● **EXERCISE DESCRIPTION**:
Rename "canister" to "container" in the stretch from the line containing "Satellite imagery analysis" through the end of the items, keeping everything else unchanged. Leave the pictures out of your answer.

● **Excerpts of labeled region data**:
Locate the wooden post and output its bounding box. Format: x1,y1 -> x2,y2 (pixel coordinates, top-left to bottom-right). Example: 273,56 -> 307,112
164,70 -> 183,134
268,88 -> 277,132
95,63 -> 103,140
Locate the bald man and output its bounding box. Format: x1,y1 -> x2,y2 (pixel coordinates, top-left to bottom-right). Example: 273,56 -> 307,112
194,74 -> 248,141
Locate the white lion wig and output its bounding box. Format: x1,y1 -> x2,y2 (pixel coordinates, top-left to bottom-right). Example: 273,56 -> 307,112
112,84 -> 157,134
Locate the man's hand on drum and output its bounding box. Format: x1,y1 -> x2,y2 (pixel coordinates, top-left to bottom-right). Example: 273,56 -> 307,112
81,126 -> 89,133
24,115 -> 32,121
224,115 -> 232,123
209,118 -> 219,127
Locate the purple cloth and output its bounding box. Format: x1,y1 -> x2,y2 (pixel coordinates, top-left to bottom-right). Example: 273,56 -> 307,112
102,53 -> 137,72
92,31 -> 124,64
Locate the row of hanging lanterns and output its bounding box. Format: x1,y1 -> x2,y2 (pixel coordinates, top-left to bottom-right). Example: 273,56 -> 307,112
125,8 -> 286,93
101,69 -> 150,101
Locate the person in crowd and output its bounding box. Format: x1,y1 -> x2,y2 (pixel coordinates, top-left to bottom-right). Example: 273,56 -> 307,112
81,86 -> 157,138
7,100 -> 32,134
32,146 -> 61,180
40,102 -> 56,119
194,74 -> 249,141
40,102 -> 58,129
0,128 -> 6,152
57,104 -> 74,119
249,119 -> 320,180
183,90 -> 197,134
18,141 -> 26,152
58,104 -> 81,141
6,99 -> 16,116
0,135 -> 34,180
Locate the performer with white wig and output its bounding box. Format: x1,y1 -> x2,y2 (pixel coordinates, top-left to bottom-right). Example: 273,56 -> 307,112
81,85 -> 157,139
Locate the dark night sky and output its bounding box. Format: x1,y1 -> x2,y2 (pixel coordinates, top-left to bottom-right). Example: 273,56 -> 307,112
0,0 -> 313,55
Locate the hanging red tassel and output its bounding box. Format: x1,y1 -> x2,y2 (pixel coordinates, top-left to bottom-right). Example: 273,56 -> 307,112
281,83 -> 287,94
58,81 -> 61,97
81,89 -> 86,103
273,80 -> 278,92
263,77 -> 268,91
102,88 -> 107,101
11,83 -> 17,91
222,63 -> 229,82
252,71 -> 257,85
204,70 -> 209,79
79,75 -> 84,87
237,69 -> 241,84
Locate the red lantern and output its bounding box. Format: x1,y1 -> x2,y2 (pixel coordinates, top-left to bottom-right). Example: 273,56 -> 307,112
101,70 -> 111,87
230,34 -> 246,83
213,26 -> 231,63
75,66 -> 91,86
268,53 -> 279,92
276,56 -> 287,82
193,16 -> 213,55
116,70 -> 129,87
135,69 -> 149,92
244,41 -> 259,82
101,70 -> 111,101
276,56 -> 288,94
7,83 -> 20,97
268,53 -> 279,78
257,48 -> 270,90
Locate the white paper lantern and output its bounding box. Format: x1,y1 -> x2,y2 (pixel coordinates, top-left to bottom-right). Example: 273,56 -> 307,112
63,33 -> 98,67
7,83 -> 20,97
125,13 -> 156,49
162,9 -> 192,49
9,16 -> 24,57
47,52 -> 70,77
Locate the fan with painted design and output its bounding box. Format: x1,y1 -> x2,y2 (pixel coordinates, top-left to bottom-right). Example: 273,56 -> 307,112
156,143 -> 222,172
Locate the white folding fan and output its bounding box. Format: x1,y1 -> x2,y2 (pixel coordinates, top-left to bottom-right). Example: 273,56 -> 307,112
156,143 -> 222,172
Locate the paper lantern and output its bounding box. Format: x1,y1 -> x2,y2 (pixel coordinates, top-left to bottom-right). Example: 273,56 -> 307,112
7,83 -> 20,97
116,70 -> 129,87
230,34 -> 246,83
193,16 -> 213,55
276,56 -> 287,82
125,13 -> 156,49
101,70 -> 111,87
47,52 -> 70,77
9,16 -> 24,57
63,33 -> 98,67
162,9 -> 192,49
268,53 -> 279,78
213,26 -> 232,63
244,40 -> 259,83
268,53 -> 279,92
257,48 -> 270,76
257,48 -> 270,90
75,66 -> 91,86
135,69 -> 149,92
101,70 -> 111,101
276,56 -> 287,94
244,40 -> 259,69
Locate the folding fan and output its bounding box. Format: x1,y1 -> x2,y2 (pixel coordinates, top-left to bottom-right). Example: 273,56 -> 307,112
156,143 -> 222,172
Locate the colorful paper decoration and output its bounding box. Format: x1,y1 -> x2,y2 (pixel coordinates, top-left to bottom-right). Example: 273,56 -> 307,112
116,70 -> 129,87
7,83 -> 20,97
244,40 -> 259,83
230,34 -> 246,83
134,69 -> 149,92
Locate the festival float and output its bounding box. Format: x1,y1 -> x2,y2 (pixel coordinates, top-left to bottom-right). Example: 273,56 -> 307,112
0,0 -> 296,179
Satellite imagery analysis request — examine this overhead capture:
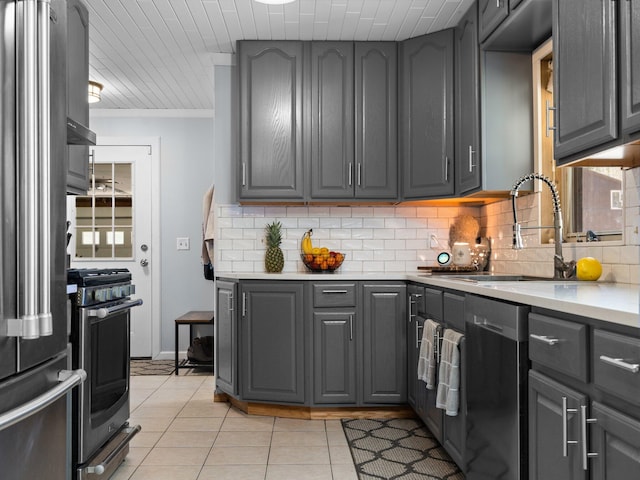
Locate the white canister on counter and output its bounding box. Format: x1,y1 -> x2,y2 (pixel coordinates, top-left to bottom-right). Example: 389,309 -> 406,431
451,242 -> 471,267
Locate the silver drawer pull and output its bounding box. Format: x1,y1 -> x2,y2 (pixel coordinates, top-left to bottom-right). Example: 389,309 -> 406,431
580,405 -> 598,470
529,333 -> 560,345
562,397 -> 578,457
600,355 -> 640,373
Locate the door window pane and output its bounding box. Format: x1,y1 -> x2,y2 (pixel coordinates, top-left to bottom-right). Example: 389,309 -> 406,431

● **FULL RESPONSE**:
Satellite imagery analysis request — examine this overhead capture:
Locate the white container on counter and output its bounding box. Format: x1,y1 -> x2,y2 (pixel coordinates, top-left to bottom-right). Example: 389,309 -> 406,431
451,242 -> 471,267
Locate the silver drawer pull and output its bounding box. Format: x1,y1 -> x2,y2 (pixel coordinates, top-left to bottom-right). Example: 389,309 -> 406,431
580,405 -> 598,470
529,333 -> 560,345
562,397 -> 578,457
600,355 -> 640,373
Locate the door window pane and output its bounding box. Format: x1,y1 -> x2,y2 (pixel coordinates, top-left to bottom-right). Example: 389,309 -> 406,431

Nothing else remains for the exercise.